— START Source data —
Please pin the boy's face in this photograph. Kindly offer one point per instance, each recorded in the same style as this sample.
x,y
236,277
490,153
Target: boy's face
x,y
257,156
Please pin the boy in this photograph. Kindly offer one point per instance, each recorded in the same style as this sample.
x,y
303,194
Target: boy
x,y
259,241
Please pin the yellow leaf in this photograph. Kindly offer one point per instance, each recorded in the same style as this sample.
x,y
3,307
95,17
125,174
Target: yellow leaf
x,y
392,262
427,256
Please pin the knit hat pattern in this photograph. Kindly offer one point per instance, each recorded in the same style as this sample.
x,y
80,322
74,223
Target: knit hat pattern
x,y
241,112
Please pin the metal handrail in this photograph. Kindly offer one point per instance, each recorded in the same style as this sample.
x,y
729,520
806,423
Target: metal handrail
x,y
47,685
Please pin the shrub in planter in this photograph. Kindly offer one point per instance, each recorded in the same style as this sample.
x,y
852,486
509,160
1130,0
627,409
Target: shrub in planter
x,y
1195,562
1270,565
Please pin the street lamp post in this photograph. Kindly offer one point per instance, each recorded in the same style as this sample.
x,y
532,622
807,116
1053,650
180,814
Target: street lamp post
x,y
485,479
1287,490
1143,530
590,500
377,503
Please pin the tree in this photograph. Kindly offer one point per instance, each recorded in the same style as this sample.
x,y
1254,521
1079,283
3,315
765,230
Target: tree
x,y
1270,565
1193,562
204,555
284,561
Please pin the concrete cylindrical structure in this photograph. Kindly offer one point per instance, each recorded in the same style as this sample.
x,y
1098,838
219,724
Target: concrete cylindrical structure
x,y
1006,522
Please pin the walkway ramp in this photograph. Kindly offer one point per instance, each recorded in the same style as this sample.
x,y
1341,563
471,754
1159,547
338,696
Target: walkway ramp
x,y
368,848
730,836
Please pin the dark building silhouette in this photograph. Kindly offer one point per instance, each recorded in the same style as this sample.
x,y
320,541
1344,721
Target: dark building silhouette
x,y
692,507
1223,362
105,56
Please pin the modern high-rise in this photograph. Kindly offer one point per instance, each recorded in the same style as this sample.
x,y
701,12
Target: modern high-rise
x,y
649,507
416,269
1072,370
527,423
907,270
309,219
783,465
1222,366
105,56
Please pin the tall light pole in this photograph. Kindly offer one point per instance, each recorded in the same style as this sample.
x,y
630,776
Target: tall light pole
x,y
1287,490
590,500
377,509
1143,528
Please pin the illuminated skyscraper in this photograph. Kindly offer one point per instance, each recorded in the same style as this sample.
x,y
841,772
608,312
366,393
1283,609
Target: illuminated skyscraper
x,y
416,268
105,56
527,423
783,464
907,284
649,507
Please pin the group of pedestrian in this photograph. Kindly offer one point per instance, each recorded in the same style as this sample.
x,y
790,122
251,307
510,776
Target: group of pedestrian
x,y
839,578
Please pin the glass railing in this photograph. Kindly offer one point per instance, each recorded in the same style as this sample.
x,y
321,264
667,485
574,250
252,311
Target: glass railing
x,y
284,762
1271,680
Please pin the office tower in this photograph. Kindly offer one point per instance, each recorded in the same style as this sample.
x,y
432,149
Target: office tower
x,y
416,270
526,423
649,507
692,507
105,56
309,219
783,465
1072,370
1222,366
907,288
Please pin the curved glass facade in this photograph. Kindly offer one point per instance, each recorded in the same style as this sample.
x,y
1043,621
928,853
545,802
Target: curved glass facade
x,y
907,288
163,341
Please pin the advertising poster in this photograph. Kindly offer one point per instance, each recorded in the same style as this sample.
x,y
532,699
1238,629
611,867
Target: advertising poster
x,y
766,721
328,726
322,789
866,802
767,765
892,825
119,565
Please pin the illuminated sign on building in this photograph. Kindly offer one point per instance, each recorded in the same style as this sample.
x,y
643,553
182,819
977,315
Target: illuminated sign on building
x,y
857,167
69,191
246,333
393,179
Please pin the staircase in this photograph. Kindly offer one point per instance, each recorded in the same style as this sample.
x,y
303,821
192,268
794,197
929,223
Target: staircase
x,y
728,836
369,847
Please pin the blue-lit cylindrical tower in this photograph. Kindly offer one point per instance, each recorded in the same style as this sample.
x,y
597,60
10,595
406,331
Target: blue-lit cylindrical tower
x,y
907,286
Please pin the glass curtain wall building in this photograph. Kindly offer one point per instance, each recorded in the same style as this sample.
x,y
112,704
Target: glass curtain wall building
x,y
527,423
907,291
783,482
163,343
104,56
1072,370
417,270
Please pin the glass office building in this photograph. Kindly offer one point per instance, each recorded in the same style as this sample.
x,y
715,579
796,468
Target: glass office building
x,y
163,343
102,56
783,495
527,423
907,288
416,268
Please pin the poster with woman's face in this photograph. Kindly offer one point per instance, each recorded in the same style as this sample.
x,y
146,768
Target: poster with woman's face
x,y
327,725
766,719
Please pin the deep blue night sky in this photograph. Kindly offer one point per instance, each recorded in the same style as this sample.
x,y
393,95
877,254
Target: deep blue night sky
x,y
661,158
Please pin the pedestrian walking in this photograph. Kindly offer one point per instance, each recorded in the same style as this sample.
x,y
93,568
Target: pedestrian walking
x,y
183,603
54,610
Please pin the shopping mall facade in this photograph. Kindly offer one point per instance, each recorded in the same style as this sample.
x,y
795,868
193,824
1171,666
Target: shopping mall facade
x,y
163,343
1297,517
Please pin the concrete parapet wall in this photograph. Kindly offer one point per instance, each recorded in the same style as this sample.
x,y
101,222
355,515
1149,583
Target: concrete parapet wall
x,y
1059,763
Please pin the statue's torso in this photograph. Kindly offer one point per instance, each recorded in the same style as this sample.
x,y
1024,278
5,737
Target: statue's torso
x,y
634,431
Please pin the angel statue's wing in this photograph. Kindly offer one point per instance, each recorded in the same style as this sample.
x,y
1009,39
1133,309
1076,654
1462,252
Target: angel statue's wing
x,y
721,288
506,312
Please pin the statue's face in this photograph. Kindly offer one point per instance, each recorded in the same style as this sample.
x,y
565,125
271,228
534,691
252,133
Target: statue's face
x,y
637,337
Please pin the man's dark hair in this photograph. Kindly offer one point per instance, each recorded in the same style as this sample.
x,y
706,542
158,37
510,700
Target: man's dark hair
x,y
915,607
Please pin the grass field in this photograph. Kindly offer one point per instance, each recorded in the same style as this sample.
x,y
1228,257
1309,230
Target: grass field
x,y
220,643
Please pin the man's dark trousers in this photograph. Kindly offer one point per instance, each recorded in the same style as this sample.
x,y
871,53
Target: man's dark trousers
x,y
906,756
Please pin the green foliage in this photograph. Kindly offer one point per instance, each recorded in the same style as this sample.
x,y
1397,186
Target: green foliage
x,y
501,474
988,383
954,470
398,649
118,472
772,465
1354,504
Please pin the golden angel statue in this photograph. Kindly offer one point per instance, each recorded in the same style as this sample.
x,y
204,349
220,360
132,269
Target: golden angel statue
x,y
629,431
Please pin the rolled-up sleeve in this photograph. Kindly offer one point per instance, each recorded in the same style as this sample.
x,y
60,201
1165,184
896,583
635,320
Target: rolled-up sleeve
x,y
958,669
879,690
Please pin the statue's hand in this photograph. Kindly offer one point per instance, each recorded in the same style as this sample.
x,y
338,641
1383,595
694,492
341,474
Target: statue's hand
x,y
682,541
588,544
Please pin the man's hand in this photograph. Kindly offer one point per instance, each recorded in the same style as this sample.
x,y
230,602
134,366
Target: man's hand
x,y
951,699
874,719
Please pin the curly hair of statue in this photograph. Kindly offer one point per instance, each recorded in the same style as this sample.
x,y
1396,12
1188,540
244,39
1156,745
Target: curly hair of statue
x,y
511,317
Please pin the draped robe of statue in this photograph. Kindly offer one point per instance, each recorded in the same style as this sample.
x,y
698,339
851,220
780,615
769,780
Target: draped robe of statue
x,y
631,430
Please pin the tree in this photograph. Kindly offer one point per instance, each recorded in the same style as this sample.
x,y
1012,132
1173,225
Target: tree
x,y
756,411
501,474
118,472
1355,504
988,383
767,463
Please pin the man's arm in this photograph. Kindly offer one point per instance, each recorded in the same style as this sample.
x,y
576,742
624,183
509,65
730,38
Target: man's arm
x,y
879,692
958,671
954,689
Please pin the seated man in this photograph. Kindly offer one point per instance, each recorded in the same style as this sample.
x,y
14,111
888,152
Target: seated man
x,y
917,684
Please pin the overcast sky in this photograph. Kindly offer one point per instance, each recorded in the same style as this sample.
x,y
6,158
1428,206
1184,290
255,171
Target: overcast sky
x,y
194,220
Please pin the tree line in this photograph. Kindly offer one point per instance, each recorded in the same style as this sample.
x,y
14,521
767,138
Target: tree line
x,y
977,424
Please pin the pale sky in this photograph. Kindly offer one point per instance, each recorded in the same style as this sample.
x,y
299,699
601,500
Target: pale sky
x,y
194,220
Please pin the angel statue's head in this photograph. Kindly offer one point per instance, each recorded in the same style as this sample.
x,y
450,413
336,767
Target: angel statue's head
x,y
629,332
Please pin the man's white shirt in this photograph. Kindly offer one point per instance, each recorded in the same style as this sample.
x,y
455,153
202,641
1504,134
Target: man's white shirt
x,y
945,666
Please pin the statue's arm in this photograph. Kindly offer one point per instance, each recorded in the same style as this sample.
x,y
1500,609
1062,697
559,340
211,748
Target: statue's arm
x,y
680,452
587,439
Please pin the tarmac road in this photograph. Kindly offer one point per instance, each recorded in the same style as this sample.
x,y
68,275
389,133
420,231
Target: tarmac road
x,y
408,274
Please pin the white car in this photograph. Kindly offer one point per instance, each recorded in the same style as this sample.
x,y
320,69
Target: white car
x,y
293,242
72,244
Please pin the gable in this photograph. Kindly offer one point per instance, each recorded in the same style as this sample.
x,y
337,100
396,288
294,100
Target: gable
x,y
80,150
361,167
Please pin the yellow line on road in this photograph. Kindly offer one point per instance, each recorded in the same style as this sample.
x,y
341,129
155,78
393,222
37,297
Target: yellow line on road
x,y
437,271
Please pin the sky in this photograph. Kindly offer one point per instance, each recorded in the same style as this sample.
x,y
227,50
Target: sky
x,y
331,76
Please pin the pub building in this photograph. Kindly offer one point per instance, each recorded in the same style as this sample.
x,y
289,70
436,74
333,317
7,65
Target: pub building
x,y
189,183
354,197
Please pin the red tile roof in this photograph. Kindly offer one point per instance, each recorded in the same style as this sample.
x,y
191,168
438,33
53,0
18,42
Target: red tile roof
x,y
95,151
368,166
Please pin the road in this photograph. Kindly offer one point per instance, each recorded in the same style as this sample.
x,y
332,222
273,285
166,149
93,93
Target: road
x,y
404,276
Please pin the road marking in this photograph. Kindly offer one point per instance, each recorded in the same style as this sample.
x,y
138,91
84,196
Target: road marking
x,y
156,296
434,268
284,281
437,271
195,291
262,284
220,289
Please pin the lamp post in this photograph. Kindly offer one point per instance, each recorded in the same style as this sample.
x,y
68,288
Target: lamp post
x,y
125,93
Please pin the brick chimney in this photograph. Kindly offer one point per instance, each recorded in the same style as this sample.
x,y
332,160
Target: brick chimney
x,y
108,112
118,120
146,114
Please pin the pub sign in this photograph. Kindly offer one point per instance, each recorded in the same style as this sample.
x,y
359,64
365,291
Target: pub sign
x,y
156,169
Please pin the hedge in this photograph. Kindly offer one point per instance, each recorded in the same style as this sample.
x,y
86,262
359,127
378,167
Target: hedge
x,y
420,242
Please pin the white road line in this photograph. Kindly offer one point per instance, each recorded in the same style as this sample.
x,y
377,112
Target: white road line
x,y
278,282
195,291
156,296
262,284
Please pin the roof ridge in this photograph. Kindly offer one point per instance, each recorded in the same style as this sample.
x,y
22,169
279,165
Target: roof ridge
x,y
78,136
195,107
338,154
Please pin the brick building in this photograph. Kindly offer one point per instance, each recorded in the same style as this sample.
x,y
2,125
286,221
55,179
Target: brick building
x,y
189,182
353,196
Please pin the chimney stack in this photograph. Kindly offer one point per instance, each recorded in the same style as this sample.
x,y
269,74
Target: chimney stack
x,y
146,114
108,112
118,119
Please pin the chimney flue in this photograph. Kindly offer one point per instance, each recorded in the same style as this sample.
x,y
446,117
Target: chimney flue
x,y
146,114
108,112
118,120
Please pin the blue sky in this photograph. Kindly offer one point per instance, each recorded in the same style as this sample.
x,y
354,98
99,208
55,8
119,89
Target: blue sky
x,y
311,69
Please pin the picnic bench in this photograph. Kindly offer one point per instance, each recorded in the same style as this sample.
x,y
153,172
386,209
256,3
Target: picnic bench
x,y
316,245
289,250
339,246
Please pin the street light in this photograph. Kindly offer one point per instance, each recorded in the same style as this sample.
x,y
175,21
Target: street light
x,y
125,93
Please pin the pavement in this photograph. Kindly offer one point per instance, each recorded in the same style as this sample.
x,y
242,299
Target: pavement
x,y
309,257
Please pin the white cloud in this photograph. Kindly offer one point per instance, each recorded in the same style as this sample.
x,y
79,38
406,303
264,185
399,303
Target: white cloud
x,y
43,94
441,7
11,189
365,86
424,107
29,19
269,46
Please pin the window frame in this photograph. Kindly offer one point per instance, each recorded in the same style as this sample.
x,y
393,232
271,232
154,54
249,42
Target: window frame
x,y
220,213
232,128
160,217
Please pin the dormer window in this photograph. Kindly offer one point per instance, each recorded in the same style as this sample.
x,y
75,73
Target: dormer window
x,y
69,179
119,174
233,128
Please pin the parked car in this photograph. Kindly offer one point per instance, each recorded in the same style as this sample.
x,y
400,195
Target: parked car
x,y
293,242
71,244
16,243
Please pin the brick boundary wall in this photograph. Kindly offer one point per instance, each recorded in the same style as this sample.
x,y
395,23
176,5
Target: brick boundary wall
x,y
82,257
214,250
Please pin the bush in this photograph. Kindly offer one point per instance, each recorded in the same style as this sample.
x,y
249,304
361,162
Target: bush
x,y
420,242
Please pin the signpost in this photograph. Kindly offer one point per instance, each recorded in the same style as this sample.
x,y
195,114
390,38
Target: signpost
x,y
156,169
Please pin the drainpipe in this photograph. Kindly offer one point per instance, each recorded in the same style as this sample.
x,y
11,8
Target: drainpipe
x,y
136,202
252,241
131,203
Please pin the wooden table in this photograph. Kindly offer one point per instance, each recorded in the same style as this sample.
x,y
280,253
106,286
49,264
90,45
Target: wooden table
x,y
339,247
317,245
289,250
— END Source data —
--- Problem ---
The lines to reproduce run from the one that contains "Please pin the street light" through the last line above; copy them exactly.

--- Complete output ---
Please pin the street light in this photograph. Kindly offer one point per instance, each recorded in the same style as this sample.
x,y
175,21
Target: street light
x,y
125,93
Please pin the pavement in this photograph. Kindly offer one point per instance, each recorded in the same style as this sample.
x,y
242,299
Target: pavement
x,y
309,257
Please pin the white cloud in this photograph. Kindly offer one point per instance, each recorded in the same style as this sample.
x,y
79,38
406,303
264,185
399,303
Target: white cloud
x,y
43,94
441,7
11,189
365,86
424,107
29,19
269,46
Please pin the window frame in this photograph. Kindly offer one point per instance, each recorded in the same style as this sample.
x,y
393,232
271,232
154,54
249,42
Target: window frame
x,y
220,213
232,128
160,217
Please pin the dormer window in this photograph. Kindly offer one point per instance, each recorded in the same style as this sample.
x,y
75,73
Target: dormer window
x,y
69,179
119,174
233,128
Please pin the parked car in this photograph. Kindly offer one point per instance, each recorded in the same style as this sample.
x,y
400,195
Target: parked car
x,y
293,242
71,244
16,243
Please pin the brick boundary wall in this photograph. Kindly offer one point per instance, each recorded in the same style as this sample.
x,y
395,23
176,5
Target: brick boundary wall
x,y
82,257
214,250
Please pin the bush in this photograph. Kindly offer one point per instance, each recorded in the same style as this sample.
x,y
249,304
361,162
Target: bush
x,y
420,242
Please pin the signpost in this photograph. Kindly offer one point per instance, each recorded in the same style as this sample.
x,y
195,114
390,38
Target: signpost
x,y
156,169
Please pin the drainpipe in this photograph. Kindly offer one point per instance, each recorded in the same style as this sample.
x,y
11,8
Target: drainpipe
x,y
136,202
252,241
131,203
Please pin the wooden table in this photograph. Kindly offer one point per instance, each recorded in the same style as this sample.
x,y
280,253
106,286
49,264
90,45
Target: wooden table
x,y
339,247
317,245
289,250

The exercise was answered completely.